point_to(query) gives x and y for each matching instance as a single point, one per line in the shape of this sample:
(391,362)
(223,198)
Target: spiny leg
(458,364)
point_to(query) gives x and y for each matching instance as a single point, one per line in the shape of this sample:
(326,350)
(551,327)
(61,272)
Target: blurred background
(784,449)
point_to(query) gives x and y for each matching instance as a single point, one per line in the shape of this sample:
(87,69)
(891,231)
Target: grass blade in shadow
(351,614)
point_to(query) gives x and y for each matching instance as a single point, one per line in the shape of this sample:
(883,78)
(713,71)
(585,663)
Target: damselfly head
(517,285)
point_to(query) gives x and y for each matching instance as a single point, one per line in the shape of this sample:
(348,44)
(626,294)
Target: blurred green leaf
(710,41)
■ ■ ■ ■ ■
▸ Work to complete:
Reproduce all of the data above verbatim, keeping every line in its original order.

▸ Result below:
point_to(query) gives x and y for each matching instance as a single point, one per line in the shape of this sample:
(391,362)
(223,198)
Target: spiny leg
(458,364)
point_to(query) gives x and y for each matching instance as a single point, one per line in the shape of this sample:
(326,350)
(551,327)
(61,272)
Target: blurred background
(784,449)
point_to(query) gives x and y for each matching instance as a single point, one per line in the shape of this sample:
(87,69)
(891,231)
Target: grass blade in shadow
(351,614)
point_to(query) gives x and y for each matching instance as a single point, one per line in the shape of this sample:
(883,78)
(713,71)
(585,663)
Target: damselfly head
(517,285)
point_to(query) gives x and y for each matching instance as a single point, one per line in the shape of this sample:
(348,44)
(626,294)
Target: blurred green leaf
(710,41)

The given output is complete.